— Trecho fornecido —
Na Mente de Sherlock Holmes é uma história em quadrinhos dos criadores Cyril Lieron e Benoit Dahan publicada no Brasil pela editora Pipoca & Nanquim com capa dura, formato grande 21 x 30 cm e 108 páginas coloridas impressas em papel offset de alta gramatura. A HQ é baseada no personagem Sherlock Holmes de Sir Arthur Conan Doyle e descreve um caso inédito chamado O Caso do Bilhete Escandaloso.

Originalmente publicada na França no ano de 2019 e 2021 em dois volumes, a obra já vendeu mais de 100 mil cópias e foi publicada em mais de 15 países, vencendo vários prêmios, dentre eles o Coup de Coeur do festival Quai des Bulles 2021 e o SNCF du Polar 2020.

Confira abaixo um vídeo divulgado à época da publicação de Dans La Tête de Sherlock Holmes, título original da HQ:

Antes de iniciar meus comentários sobre a obra preciso alertar que esta crítica poderá conter spoilers sobre a história, inclusive sobre situações e acontecimentos que só são descritos no desfecho da publicação. Então, se você ainda não leu Na Mente de Sherlock Holmes, leia e depois volte aqui. Acredite, você não vai se arrepender.

“Em uma típica manhã de sexta-feira, um agente da polícia bate à porta da casa localizada no 221B da Baker Street, trazendo um velho conhecido do doutor Watson em condições lamentáveis. O estranho relato do sujeito chama atenção de um entediado Sherlock Holmes, que rapidamente percebe estar diante de um mistério muito maior.

As pistas envolvendo um enigmático espetáculo de magia, bilhetes com ideogramas chineses, um pó totalmente desconhecido e desaparecimentos aparentemente aleatórios atiçam a curiosidade do detetive-consultor, que se anima com a possiblidade de um caso que o desafie.”

A sinopse da publicação oferece tudo o que precisamos saber sobre a história sem entregar muito sobre o desenrolar da investigação. Nesta análise irei seguir pelo mesmo caminho, sem descrever os acontecimentos em detalhes. Muitas vezes a jornada é tão ou mais importante que o destino.

Um elemento narrativo incrivelmente criativo utilizado pela dupla de artistas é o fato de acompanharmos a investigação através da linha de raciocínio de Holmes, que se torna um elemento visual recorrente na publicação.

Na Mente de Sherlock Holmes.

Interessante mencionar que muitas vezes a linha de raciocínio indica até mesmo o trajeto percorrido pelos personagens, marcando pontos em um mapa personalizado da cidade de Londres. Excelente sacada da dupla de criadores.

É curioso associar as etapas da investigação conduzida por Holmes com a percepção espacial dos locais relevantes espalhados pela cidade.

No âmago de Na Mente de Sherlock Holmes está o desenrolar de uma típica investigação criminal, tão familiar aos fãs do personagem ou mesmo de outras obras do mesmo gênero. O que diferencia, porém, a história contada na publicação das centenas, talvez milhares, de obras já produzidas sobre o personagem é o ponto de vista.

— Linhas de dados —
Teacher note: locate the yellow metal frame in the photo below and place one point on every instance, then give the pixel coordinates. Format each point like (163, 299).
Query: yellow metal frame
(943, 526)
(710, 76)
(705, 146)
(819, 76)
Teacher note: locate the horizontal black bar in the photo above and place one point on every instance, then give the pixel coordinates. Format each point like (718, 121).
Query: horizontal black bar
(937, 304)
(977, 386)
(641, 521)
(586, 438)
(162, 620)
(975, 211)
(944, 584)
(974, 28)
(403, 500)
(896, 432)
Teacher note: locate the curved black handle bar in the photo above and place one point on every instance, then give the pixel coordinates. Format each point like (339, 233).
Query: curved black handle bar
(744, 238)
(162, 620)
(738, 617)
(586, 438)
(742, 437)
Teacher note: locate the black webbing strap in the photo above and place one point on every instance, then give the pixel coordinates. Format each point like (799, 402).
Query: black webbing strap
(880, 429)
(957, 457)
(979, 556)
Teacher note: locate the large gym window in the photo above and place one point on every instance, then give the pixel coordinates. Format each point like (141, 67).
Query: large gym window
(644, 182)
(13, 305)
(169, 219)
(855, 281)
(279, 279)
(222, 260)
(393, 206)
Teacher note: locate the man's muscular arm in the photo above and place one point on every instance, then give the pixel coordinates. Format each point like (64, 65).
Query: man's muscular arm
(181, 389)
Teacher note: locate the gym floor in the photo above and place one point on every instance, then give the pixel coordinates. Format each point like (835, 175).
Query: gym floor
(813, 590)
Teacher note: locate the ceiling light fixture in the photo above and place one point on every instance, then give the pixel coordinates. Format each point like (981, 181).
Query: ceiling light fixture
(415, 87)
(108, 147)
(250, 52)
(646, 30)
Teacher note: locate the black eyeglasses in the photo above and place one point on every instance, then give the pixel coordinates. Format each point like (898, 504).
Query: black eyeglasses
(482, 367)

— Tarefas —
(A) De acordo com o trecho fornecido, quantas páginas tem a edição brasileira de Na Mente de Sherlock Holmes?
(B) Cite do trecho fornecido a parte que vai de "A sinopse da" até "de Sherlock Holmes.", incluindo ambas.

— Resultados finais —
(A) 108 páginas coloridas.

(B)
A sinopse da publicação oferece tudo o que precisamos saber sobre a história sem entregar muito sobre o desenrolar da investigação. Nesta análise irei seguir pelo mesmo caminho, sem descrever os acontecimentos em detalhes. Muitas vezes a jornada é tão ou mais importante que o destino.

Um elemento narrativo incrivelmente criativo utilizado pela dupla de artistas é o fato de acompanharmos a investigação através da linha de raciocínio de Holmes, que se torna um elemento visual recorrente na publicação.

Na Mente de Sherlock Holmes.